It's the open fork of OpenSolaris after the Oracle takeover of Sun. Many ex-
Sun engineers work at companies that use/contribute to Illumos.

------
guylhem
Long story short - you did it the wrong way.

systemd on debian tries to reuse far too many /etc/init.d scripts, whose
quality and performance I find questionable.

Follow the guide on
[http://www.holgerschurig.de/linux/systemd.html](http://www.holgerschurig.de/linux/systemd.html)
to get a good experience. You can also use my scripts (cf
[http://libreboot.org/docs/future/#fastboot](http://libreboot.org/docs/future/#fastboot))
to compile your systemd

For the specific zfs problem, I can't say for sure (I use xfs), but a simple
script you wrote yourself is usually the best. I also had fstab related errors
for swap (I use luks) until I disabled the automatic stuff and wrote a
replacement script.

systemd is well done and such fixes don't take long, once you understand the
logic of it. (usually a symlink to /dev/null to disable the script and a few
lines of ascii text for the replacement)

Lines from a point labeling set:
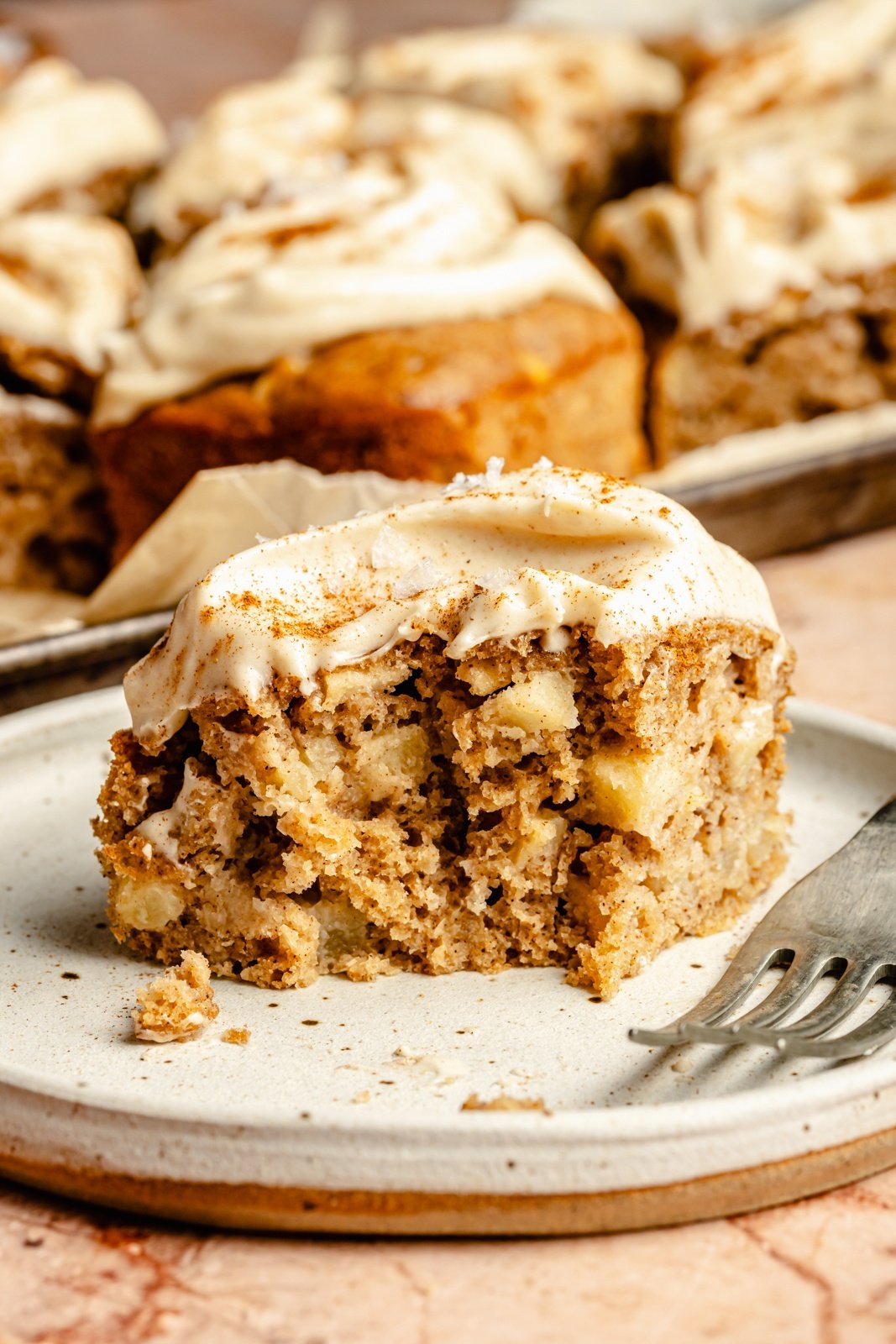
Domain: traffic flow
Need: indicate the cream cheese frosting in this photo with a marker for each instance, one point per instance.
(539, 551)
(389, 242)
(66, 282)
(264, 141)
(752, 233)
(246, 140)
(824, 76)
(60, 131)
(557, 85)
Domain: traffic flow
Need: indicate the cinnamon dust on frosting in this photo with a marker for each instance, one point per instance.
(389, 242)
(539, 551)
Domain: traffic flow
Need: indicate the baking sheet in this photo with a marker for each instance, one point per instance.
(765, 494)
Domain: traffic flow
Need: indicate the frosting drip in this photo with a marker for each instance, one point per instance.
(537, 551)
(66, 281)
(60, 131)
(389, 242)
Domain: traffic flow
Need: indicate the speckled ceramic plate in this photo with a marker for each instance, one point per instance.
(344, 1109)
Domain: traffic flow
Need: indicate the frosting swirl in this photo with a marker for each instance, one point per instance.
(60, 131)
(553, 84)
(261, 144)
(537, 551)
(387, 242)
(752, 233)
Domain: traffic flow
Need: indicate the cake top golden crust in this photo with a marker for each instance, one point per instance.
(60, 131)
(392, 241)
(540, 551)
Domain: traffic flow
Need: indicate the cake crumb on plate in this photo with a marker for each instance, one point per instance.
(237, 1035)
(504, 1102)
(176, 1005)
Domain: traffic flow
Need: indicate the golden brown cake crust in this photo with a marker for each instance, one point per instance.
(54, 530)
(557, 380)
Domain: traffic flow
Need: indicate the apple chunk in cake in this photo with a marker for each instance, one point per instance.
(477, 790)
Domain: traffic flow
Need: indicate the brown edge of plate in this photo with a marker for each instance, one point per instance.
(445, 1214)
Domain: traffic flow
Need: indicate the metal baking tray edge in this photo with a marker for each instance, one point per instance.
(781, 507)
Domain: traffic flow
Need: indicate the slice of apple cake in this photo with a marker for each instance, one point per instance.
(537, 721)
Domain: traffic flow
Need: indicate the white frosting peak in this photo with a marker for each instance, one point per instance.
(66, 282)
(537, 551)
(389, 242)
(553, 84)
(60, 131)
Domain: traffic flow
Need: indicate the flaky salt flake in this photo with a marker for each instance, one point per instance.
(496, 581)
(422, 577)
(473, 481)
(385, 549)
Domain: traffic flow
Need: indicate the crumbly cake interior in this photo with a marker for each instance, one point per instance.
(517, 808)
(785, 365)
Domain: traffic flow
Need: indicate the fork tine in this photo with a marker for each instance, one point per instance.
(867, 1038)
(723, 999)
(801, 976)
(846, 995)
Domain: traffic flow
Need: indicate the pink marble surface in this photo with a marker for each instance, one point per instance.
(820, 1272)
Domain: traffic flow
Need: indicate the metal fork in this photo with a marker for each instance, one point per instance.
(839, 921)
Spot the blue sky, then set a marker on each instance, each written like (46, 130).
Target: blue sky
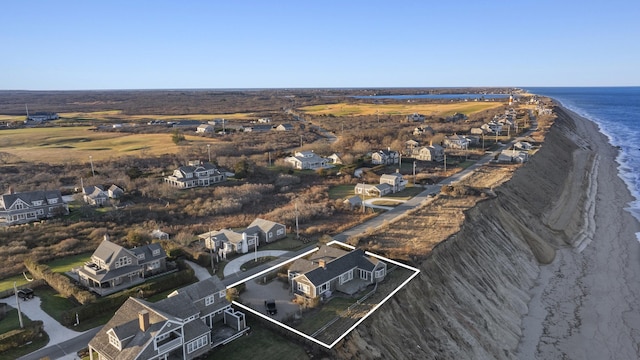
(63, 45)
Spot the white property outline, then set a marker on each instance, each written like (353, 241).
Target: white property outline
(300, 333)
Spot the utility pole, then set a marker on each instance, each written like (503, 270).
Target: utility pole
(297, 228)
(414, 173)
(91, 161)
(211, 246)
(15, 291)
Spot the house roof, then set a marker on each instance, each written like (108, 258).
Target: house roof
(181, 305)
(6, 200)
(337, 267)
(392, 177)
(124, 324)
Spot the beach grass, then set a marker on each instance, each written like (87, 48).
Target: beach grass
(344, 109)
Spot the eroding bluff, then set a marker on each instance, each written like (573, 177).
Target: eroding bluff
(472, 292)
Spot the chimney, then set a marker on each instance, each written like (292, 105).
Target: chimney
(143, 320)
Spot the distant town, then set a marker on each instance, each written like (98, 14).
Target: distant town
(207, 223)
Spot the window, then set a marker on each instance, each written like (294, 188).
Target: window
(197, 344)
(304, 288)
(364, 275)
(346, 277)
(113, 340)
(123, 261)
(322, 288)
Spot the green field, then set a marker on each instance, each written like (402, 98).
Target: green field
(60, 144)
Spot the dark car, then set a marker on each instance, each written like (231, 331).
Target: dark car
(270, 307)
(25, 294)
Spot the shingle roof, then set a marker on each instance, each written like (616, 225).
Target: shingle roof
(339, 266)
(31, 196)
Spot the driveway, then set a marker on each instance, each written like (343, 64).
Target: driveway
(257, 292)
(234, 265)
(31, 308)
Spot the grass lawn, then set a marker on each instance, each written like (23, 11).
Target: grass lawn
(7, 283)
(68, 262)
(11, 322)
(317, 318)
(260, 343)
(407, 193)
(76, 143)
(289, 243)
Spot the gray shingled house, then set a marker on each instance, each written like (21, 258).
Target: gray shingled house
(113, 267)
(330, 269)
(24, 207)
(186, 325)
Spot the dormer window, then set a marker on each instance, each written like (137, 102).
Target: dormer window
(113, 340)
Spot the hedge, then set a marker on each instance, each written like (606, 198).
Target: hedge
(59, 282)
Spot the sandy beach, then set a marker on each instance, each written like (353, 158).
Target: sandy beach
(586, 303)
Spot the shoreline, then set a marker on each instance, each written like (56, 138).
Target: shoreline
(586, 303)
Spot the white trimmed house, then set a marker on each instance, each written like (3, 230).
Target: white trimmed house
(306, 160)
(194, 175)
(24, 207)
(330, 269)
(186, 325)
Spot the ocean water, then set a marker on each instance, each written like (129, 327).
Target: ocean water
(616, 110)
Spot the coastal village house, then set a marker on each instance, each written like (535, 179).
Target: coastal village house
(395, 180)
(306, 160)
(430, 153)
(377, 190)
(113, 267)
(196, 174)
(331, 269)
(97, 196)
(385, 157)
(186, 325)
(226, 241)
(24, 207)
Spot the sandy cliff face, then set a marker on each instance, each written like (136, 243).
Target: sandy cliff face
(472, 292)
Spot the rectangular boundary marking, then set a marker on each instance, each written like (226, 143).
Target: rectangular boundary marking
(308, 337)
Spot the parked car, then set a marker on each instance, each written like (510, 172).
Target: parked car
(25, 294)
(270, 307)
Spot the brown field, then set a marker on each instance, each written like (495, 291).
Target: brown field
(62, 144)
(119, 115)
(344, 109)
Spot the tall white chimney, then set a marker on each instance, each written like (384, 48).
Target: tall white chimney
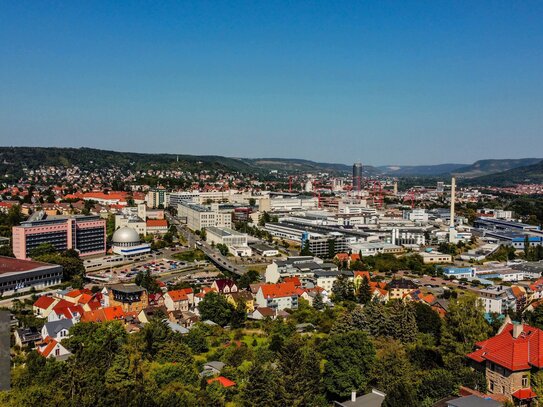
(452, 230)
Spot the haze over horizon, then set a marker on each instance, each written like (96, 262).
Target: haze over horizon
(390, 83)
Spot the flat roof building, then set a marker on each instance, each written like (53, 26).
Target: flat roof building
(21, 275)
(86, 234)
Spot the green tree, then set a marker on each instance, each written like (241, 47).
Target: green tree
(300, 373)
(343, 289)
(349, 361)
(261, 387)
(318, 303)
(216, 308)
(364, 292)
(464, 326)
(428, 321)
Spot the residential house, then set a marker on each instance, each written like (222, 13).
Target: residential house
(51, 348)
(146, 314)
(57, 329)
(244, 297)
(130, 297)
(509, 359)
(178, 300)
(224, 286)
(278, 296)
(43, 306)
(399, 287)
(27, 337)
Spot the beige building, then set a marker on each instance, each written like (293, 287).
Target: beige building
(200, 217)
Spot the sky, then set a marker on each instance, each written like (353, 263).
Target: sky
(380, 82)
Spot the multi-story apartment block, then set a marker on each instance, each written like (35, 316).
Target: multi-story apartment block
(508, 360)
(497, 299)
(86, 234)
(199, 217)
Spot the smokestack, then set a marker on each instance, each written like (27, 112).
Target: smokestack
(357, 177)
(452, 230)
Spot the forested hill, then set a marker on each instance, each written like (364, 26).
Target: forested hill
(531, 174)
(14, 159)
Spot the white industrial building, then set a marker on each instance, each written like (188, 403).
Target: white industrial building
(200, 217)
(234, 240)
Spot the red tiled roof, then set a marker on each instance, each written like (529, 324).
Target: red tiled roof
(363, 274)
(103, 314)
(293, 280)
(51, 343)
(178, 295)
(279, 290)
(223, 381)
(44, 302)
(514, 354)
(77, 293)
(157, 223)
(524, 394)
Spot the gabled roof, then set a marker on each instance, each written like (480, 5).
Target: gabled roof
(524, 394)
(54, 327)
(279, 290)
(103, 314)
(44, 302)
(223, 381)
(515, 354)
(50, 344)
(178, 295)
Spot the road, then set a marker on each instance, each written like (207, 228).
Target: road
(193, 242)
(9, 301)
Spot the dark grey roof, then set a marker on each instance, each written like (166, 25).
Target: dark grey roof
(128, 288)
(326, 273)
(472, 401)
(215, 364)
(53, 328)
(373, 399)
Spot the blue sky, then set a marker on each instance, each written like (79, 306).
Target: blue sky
(380, 82)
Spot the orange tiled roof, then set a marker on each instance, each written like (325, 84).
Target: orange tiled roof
(51, 343)
(512, 353)
(44, 302)
(157, 223)
(279, 290)
(178, 295)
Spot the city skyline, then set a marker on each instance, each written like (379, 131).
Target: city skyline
(388, 83)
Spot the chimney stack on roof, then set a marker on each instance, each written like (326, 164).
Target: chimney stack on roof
(517, 329)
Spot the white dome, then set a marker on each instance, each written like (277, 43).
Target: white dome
(125, 235)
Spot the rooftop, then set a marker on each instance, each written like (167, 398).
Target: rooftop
(10, 265)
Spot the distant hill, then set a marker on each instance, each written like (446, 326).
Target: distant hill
(14, 159)
(299, 165)
(487, 167)
(522, 175)
(419, 170)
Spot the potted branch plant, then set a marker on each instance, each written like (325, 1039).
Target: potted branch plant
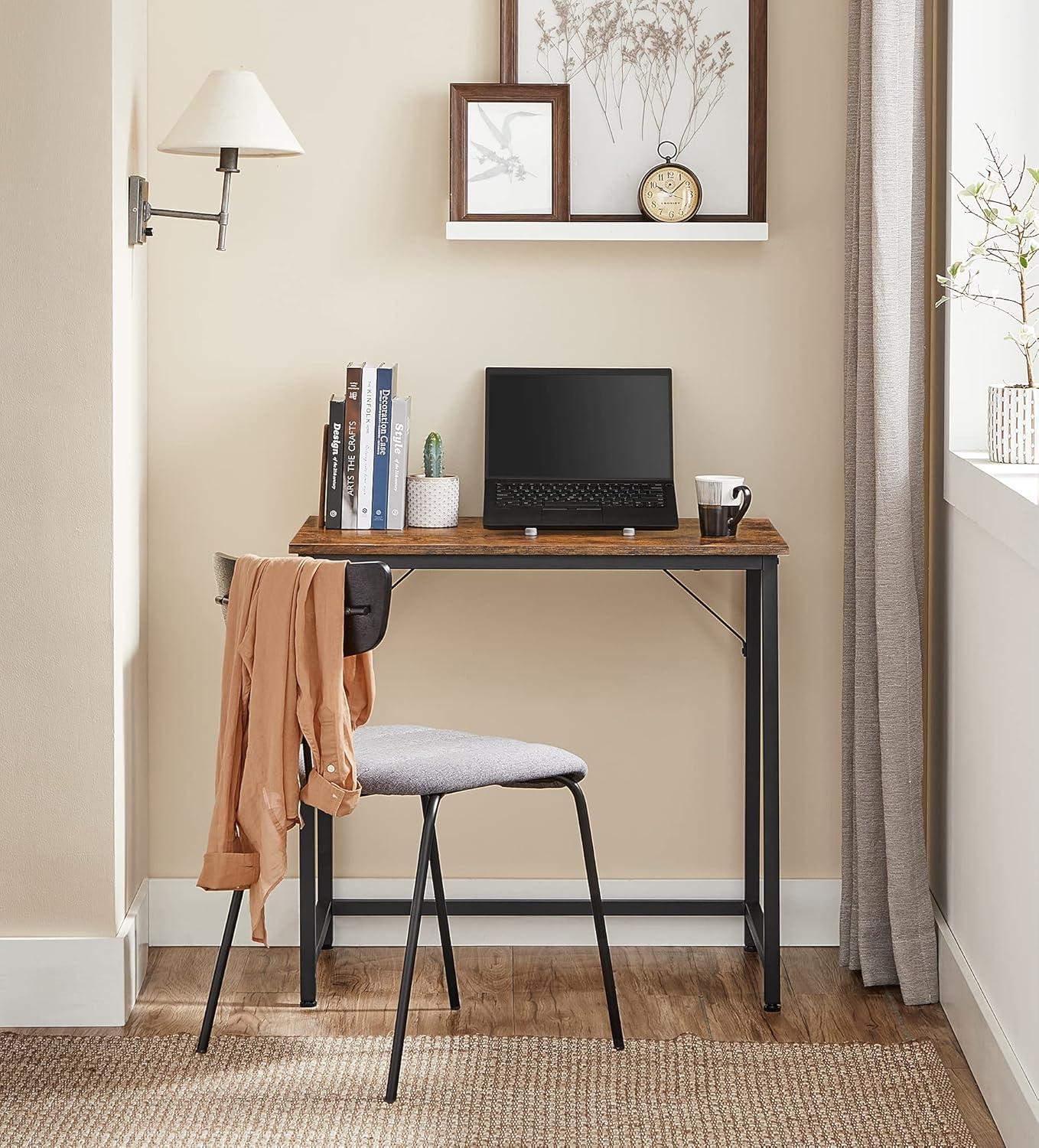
(1009, 245)
(433, 496)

→ To do:
Write the next part of the forum thread about systemd on Debian, starting right after its final sentence.

→ Right answer:
My results: on a thinkpad x60 (2006 era laptop), after coreboot, I boot in
about 3 seconds, cf
[http://www.coreboot.org/pipermail/coreboot/2014-July/078215....](http://www.coreboot.org/pipermail/coreboot/2014-July/078215.html)
(link to a youtube video of another person doing the same thing). Suspend
works very well out of the box, and even better (ex: renewing dhcp leases)
after adding a few scripts.

systemd makes many things possible and easy, but with debian at least, the
out-of-the-box experience has to be improved. Nothing impossible if you have
say a day to spare to learn how systemd works and write your fixes.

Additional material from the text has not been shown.